**Directions:**
Work through the lines of the material below, note those with the word "foliage", and give their number, nothing else.

**Records for the exercise:**

━━━━━━━━━━━━━━━━

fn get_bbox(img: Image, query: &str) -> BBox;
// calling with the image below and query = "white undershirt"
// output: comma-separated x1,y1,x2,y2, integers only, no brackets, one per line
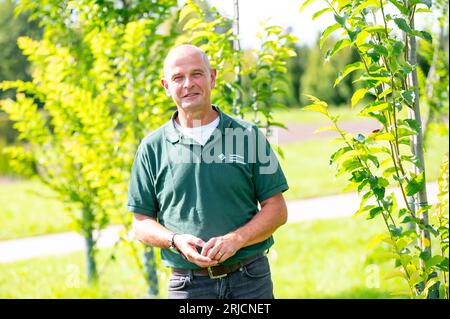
174,116,220,146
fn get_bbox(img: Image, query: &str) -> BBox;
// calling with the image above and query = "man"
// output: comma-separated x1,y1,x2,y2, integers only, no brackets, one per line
127,44,289,299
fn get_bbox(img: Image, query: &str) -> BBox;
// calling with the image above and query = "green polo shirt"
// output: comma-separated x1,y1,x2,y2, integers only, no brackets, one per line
127,105,288,269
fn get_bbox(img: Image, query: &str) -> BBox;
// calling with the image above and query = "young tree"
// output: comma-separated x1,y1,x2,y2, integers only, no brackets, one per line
178,0,297,135
300,0,449,298
1,1,179,294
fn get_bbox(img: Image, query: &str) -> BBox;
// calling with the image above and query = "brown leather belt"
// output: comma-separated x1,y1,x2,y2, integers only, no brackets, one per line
172,253,265,279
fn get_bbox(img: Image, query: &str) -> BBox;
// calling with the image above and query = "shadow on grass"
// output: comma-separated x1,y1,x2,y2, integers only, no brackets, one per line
320,287,408,299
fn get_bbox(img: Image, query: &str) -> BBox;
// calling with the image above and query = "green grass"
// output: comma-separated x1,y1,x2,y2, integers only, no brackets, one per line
0,179,73,240
281,131,449,200
0,215,409,298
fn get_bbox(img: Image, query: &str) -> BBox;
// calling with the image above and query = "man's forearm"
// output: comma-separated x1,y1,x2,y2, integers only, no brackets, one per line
132,214,172,248
232,194,288,248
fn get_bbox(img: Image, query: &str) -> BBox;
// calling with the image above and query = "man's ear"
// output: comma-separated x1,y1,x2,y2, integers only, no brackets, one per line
210,69,217,89
161,78,171,96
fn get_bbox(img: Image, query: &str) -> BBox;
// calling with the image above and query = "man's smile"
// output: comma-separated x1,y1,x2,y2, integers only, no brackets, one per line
183,92,200,99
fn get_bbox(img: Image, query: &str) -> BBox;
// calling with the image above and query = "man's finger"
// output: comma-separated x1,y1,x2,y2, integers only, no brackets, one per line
207,246,223,260
200,238,217,256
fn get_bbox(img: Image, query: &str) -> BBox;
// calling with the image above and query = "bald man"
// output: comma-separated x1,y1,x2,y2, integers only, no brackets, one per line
127,44,289,299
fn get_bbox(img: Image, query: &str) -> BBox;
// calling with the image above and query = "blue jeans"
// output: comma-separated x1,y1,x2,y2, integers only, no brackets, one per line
167,255,274,299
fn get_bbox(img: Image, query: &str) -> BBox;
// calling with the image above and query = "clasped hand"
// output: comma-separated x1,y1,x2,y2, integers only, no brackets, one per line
173,233,243,268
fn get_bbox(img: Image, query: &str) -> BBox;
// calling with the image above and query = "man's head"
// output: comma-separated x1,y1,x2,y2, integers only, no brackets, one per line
161,44,217,112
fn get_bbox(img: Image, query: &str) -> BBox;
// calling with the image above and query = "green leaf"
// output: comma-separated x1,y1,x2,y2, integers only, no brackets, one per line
334,13,347,26
405,172,425,196
299,0,316,13
342,159,363,172
416,30,433,43
367,233,390,250
388,225,402,237
179,3,198,22
371,132,395,141
304,94,327,105
397,128,416,138
336,150,360,166
378,88,392,100
373,187,385,200
320,23,341,49
394,18,413,35
400,155,421,167
351,88,368,107
351,0,379,18
268,121,288,129
415,8,432,13
365,25,388,34
389,0,409,15
410,0,432,8
331,146,353,163
334,62,364,87
312,8,332,20
392,41,404,57
367,206,383,219
385,270,408,280
400,215,415,224
425,256,444,270
372,44,389,57
361,102,390,114
404,119,421,134
355,30,369,47
325,38,351,60
303,104,329,116
354,204,377,217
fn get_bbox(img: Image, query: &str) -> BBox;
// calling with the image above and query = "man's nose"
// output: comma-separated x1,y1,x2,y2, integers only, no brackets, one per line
183,76,194,88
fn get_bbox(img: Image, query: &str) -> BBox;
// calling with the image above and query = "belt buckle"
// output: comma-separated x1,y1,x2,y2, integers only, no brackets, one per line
207,266,227,279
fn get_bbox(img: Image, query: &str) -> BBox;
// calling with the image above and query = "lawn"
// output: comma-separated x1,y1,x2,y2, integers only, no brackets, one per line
0,179,74,240
0,215,409,298
280,130,449,201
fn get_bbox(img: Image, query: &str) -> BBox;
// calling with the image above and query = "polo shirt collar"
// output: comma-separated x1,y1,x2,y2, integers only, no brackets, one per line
164,105,233,144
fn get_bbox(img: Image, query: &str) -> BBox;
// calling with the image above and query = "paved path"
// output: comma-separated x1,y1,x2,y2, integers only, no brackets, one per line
0,182,440,263
271,119,379,144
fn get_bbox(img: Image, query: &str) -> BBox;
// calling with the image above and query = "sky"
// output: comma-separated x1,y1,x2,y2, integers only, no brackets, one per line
177,0,440,49
207,0,331,48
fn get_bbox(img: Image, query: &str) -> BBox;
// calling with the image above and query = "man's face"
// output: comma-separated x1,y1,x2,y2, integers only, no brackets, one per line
162,49,217,112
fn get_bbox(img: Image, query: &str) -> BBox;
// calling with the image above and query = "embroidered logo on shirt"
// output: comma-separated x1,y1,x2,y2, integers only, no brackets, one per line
229,154,246,164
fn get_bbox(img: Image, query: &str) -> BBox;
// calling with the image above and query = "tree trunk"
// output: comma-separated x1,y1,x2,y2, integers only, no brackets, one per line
406,8,439,298
232,0,242,117
143,245,159,297
82,206,98,284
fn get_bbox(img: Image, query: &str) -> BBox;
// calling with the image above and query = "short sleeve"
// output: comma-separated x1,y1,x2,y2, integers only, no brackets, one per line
253,127,289,202
126,144,159,217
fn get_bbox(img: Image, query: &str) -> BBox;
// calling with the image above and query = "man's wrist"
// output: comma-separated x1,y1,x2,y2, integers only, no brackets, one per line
229,231,246,250
168,233,178,250
167,233,187,259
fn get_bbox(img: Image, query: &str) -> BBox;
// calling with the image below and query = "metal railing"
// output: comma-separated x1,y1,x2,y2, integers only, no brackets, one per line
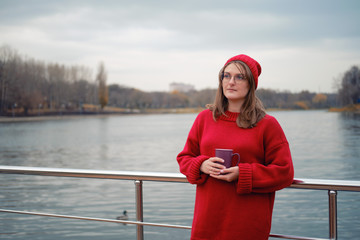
1,165,360,240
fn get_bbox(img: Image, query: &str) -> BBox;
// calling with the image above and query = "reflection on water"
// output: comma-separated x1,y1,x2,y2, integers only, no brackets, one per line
270,111,360,239
271,111,360,180
338,113,360,178
0,111,359,239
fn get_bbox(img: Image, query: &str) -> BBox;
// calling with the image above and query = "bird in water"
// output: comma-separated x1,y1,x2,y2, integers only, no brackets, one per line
116,210,129,221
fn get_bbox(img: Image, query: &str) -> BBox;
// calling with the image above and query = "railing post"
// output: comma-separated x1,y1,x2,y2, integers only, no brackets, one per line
328,190,337,240
135,180,144,240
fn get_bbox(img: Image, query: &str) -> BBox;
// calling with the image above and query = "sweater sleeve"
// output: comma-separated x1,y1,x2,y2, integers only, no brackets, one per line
237,116,294,194
177,112,210,185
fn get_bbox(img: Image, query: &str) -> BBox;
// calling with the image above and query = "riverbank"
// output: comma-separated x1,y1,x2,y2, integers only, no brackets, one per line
328,104,360,114
0,114,116,123
2,105,359,123
0,107,204,123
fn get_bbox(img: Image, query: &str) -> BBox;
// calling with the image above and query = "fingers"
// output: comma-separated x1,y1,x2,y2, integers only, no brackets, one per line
210,173,227,181
211,172,233,182
208,157,224,165
219,167,232,174
208,157,225,175
200,158,225,175
211,166,239,182
209,166,222,176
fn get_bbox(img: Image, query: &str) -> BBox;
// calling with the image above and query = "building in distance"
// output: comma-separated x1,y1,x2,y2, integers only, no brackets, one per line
169,82,195,93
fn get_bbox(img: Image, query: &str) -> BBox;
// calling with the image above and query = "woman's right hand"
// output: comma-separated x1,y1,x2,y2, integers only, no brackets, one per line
200,157,226,176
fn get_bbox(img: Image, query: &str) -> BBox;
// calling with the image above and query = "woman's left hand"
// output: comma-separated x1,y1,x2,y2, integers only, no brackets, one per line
211,166,239,182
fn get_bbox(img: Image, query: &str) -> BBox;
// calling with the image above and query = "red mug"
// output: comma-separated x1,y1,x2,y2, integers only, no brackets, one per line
215,149,240,168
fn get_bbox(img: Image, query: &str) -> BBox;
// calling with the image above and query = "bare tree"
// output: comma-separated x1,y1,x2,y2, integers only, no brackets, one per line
96,62,108,109
0,45,19,114
337,66,360,106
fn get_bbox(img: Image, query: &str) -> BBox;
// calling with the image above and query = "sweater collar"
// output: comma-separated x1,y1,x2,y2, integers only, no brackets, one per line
219,111,239,122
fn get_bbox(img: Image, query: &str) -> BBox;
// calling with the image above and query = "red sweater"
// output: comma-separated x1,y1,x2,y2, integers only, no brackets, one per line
177,110,294,240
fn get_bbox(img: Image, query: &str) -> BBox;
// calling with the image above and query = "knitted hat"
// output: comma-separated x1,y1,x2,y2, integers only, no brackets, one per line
224,54,262,89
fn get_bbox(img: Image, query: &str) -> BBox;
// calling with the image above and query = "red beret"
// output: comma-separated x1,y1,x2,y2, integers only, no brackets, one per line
224,54,262,89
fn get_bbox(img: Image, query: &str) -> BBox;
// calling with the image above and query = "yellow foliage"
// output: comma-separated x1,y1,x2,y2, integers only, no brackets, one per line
312,93,327,104
295,101,310,110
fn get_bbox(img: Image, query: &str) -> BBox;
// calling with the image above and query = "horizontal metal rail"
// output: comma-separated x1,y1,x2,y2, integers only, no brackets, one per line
0,208,191,229
0,165,188,182
1,165,359,190
1,165,360,240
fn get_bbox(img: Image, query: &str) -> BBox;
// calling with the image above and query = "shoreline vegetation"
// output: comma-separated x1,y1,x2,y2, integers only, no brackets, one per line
2,45,359,122
328,104,360,113
1,104,359,123
0,105,204,122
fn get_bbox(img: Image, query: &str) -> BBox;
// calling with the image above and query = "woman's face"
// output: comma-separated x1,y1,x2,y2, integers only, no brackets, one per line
222,63,250,108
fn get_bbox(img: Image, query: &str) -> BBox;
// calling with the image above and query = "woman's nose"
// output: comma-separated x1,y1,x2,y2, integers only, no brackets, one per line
228,77,236,84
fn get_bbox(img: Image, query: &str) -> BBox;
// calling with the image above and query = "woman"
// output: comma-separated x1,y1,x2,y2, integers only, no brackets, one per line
177,54,294,240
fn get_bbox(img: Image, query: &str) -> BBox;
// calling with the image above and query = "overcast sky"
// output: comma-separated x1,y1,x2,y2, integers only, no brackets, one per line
1,0,359,93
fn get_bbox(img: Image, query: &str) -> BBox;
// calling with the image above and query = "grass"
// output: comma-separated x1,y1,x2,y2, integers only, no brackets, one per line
328,104,360,113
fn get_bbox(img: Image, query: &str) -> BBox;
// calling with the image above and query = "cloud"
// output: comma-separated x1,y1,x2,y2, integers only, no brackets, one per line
1,0,359,93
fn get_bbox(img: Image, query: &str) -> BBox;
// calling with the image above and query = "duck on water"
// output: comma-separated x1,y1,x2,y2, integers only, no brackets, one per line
116,210,129,221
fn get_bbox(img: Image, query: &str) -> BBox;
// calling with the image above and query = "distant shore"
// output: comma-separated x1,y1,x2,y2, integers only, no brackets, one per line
328,104,360,114
0,114,115,123
1,105,359,123
0,107,204,123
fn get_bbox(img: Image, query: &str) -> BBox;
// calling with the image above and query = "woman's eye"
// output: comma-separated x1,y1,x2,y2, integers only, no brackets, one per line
223,74,231,79
235,74,246,80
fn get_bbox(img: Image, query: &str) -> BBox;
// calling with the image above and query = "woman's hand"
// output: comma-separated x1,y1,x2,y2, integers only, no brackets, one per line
211,166,239,182
200,157,226,176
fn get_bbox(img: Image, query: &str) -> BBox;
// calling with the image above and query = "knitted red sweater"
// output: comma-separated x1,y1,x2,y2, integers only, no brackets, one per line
177,109,294,240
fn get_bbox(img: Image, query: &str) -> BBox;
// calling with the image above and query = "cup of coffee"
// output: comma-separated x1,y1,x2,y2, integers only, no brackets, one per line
215,149,240,168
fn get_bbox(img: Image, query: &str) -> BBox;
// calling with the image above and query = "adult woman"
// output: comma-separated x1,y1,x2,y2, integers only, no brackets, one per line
177,54,294,240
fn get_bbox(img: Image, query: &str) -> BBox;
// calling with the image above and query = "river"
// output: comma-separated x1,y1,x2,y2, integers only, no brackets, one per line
0,110,359,239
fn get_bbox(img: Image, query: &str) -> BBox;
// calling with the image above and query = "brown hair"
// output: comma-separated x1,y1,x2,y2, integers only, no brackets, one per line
207,61,266,128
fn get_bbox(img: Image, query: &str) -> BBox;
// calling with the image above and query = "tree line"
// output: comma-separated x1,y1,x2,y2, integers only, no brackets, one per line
1,45,358,116
0,45,110,116
107,85,339,110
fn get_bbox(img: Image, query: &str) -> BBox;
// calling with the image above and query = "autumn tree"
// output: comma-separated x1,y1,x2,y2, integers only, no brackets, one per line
97,62,108,110
312,93,328,108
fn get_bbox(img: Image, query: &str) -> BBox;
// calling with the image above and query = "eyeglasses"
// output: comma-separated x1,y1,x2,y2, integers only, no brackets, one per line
221,73,247,83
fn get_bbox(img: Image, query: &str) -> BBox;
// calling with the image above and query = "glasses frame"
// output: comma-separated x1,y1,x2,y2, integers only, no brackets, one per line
221,72,247,84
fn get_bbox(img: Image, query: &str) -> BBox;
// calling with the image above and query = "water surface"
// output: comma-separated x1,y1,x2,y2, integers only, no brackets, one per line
0,110,359,239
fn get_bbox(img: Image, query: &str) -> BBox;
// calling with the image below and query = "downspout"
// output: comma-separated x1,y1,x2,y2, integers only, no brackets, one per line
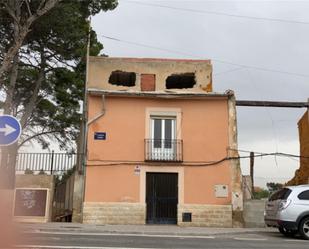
87,94,106,125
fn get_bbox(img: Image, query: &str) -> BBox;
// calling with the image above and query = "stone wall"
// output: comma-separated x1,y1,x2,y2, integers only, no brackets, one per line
83,202,146,224
178,204,232,227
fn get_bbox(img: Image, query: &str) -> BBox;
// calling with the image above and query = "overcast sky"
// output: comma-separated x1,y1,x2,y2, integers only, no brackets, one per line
91,0,309,187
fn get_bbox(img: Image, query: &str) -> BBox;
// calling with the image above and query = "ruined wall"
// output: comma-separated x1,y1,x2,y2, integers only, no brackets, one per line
88,57,212,92
288,111,309,185
227,93,244,227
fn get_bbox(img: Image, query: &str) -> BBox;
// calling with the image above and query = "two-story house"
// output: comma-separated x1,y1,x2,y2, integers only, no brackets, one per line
83,57,243,227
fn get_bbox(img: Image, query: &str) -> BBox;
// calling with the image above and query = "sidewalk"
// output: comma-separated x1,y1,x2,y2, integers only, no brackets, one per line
19,222,276,236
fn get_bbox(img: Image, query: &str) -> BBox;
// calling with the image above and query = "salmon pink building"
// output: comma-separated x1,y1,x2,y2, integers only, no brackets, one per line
83,57,243,227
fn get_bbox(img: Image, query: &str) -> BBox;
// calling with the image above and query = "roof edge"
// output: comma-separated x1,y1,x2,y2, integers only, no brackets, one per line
89,56,211,64
87,89,232,99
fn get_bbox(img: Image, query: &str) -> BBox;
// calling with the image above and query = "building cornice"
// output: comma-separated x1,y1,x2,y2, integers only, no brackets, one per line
87,89,233,100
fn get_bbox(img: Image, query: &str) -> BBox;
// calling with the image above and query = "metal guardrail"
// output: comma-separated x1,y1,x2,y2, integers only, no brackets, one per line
145,139,183,162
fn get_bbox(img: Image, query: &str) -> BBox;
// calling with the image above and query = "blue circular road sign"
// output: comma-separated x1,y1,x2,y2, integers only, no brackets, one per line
0,115,22,146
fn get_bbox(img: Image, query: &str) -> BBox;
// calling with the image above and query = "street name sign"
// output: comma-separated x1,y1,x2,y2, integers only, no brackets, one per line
0,115,21,146
94,132,106,140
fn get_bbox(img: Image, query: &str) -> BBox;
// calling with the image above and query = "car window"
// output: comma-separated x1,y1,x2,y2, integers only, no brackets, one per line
298,190,309,200
269,188,292,201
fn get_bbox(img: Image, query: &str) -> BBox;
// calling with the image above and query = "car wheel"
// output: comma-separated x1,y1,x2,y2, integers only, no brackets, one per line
278,227,297,237
299,217,309,240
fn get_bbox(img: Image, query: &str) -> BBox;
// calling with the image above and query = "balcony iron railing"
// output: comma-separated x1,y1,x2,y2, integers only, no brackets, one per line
145,139,183,162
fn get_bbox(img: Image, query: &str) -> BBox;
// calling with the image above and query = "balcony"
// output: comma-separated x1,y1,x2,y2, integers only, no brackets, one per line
145,139,183,162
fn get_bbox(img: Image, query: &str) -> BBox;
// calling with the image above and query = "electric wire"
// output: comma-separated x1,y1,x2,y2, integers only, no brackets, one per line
122,0,309,25
86,151,309,167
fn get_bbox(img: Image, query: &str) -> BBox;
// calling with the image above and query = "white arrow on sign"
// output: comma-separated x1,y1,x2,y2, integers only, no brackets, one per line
0,124,17,136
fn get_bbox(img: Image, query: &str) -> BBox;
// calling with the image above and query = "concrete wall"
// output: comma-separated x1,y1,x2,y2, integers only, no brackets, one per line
88,57,212,93
14,175,55,223
243,199,266,228
72,172,84,223
242,175,253,200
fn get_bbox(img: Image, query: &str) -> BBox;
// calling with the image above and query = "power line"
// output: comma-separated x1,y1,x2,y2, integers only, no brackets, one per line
122,0,309,25
100,35,197,58
213,67,245,76
86,152,304,167
133,0,309,2
99,34,309,78
230,148,308,159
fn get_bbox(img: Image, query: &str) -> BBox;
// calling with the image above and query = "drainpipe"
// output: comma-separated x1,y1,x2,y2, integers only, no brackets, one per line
87,95,106,125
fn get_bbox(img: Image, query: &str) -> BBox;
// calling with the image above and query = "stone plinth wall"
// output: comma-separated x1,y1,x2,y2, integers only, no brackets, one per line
14,175,55,223
83,202,146,224
178,204,232,227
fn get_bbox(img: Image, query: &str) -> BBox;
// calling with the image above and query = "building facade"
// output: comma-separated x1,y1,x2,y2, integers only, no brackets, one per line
83,57,243,227
288,110,309,185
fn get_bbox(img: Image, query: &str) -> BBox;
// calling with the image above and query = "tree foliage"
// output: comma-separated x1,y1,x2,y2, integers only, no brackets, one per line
267,182,283,193
0,0,118,151
0,0,61,80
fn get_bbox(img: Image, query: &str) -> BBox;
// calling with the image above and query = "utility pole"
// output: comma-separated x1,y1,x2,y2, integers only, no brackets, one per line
250,152,254,196
72,17,91,223
81,17,91,174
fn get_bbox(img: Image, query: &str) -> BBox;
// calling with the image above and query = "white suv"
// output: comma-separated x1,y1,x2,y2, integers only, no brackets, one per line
264,185,309,240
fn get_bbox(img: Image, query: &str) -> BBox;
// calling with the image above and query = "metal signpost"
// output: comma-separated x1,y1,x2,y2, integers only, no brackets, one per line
0,115,22,146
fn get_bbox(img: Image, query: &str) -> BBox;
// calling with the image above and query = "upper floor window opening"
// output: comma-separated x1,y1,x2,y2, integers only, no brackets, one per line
108,70,136,87
166,73,196,89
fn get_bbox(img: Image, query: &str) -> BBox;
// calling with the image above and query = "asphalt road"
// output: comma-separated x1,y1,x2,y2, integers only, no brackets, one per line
16,231,309,249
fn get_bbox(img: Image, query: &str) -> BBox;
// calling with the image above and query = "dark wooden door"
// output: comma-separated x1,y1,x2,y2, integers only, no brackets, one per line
146,172,178,224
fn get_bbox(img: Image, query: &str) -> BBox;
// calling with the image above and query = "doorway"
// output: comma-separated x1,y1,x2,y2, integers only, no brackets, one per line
146,172,178,224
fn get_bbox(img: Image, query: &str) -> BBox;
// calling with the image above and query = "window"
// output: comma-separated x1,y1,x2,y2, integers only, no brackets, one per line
298,190,309,200
145,108,182,162
166,73,196,89
268,188,291,201
151,117,176,160
108,70,136,86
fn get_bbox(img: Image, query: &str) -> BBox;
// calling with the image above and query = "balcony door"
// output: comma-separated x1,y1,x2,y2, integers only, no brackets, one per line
151,117,176,161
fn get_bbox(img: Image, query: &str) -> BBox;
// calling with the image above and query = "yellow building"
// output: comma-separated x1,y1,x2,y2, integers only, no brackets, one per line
288,110,309,185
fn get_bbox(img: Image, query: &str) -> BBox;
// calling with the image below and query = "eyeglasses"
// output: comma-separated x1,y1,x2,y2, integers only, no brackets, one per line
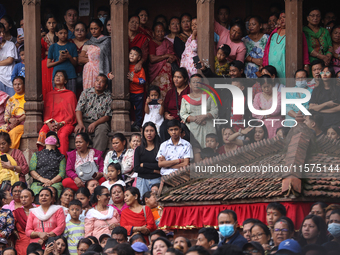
77,249,87,254
274,228,289,233
75,29,85,32
98,14,108,18
309,15,321,18
250,233,265,239
101,193,111,197
320,71,331,75
243,250,259,254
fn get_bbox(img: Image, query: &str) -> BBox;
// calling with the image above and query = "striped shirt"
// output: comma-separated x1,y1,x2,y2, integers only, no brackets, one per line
63,221,85,255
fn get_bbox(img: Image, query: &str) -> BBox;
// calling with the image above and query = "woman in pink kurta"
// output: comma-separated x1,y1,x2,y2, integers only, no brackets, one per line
252,75,283,139
85,186,120,240
215,20,247,63
180,18,198,78
25,188,65,246
82,45,100,90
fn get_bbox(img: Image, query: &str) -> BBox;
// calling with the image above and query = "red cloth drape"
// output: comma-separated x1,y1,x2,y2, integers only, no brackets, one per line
159,202,314,230
44,88,77,125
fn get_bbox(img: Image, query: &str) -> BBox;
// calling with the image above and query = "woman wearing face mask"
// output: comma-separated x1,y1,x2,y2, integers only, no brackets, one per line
29,131,66,197
324,209,340,248
285,69,313,127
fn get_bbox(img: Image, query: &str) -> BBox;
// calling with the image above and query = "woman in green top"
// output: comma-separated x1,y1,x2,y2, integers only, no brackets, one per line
303,8,332,66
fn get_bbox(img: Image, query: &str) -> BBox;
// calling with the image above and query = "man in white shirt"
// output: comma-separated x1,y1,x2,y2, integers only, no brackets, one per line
157,120,192,175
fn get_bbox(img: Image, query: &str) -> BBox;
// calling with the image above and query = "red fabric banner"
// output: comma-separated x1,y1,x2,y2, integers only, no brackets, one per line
159,202,315,230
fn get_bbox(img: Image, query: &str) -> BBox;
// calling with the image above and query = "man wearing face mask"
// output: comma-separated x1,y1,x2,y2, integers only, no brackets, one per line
217,209,247,249
323,209,340,251
285,69,313,127
97,6,110,25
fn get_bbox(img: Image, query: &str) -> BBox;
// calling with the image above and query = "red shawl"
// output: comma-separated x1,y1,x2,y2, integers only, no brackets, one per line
129,33,149,50
13,208,27,230
182,93,209,106
44,88,77,125
148,39,176,83
138,26,153,40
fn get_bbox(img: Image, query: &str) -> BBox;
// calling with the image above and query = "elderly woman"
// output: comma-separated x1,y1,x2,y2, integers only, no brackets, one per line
165,17,180,44
331,25,340,73
242,16,269,78
37,70,77,157
159,68,190,142
0,76,25,149
0,22,18,97
303,8,332,67
180,18,198,78
0,132,28,183
29,131,66,197
2,181,27,211
85,186,120,240
0,189,15,239
109,184,128,216
149,22,177,98
13,189,35,255
215,20,246,63
62,133,104,192
180,74,218,148
128,15,149,73
79,19,111,90
264,12,310,83
272,216,295,251
120,187,156,245
26,188,66,246
103,133,133,179
136,8,153,39
174,13,192,60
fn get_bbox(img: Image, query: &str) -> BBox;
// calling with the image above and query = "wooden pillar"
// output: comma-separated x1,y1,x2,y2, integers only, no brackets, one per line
110,0,131,132
197,0,215,72
21,0,43,158
285,0,303,80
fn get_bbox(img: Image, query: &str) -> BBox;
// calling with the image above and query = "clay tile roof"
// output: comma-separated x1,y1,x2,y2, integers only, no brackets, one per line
159,126,340,204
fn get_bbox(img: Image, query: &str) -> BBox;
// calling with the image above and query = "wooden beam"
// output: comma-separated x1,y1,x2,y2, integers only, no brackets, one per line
110,0,131,132
197,0,215,72
285,0,303,81
21,0,43,159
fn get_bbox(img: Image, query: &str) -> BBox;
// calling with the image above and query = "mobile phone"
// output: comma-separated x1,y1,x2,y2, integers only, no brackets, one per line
0,154,8,162
17,28,24,37
149,99,160,105
193,56,202,69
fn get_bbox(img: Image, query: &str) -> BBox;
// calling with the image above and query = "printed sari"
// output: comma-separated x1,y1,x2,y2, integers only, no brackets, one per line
149,39,177,98
0,93,25,149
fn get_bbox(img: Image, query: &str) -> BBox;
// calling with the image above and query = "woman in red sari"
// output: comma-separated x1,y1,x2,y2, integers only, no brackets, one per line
13,189,35,255
136,8,153,39
149,22,178,98
129,15,149,73
120,187,156,245
37,70,77,157
41,14,57,100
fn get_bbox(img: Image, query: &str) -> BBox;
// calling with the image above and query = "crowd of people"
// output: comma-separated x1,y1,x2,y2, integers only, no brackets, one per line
0,2,340,255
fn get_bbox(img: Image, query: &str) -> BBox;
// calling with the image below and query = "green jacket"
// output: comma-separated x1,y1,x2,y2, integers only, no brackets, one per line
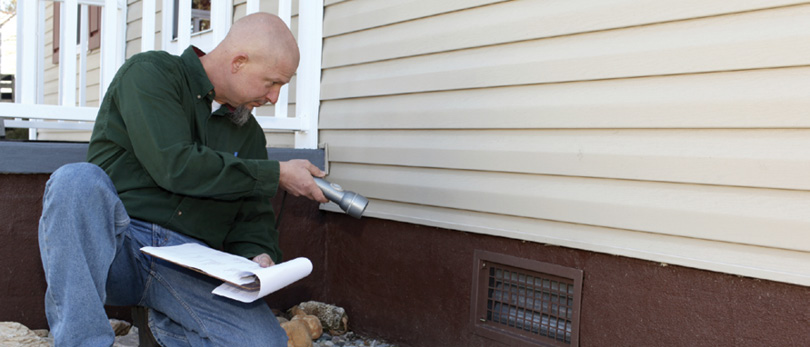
87,46,282,261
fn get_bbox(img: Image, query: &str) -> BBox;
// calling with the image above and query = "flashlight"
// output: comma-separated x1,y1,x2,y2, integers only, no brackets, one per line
314,177,369,219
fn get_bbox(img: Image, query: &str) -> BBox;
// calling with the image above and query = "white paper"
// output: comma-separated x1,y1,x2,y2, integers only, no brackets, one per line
212,258,313,303
141,243,313,303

━━━━━━━━━━━━━━━━

**Written response:**
2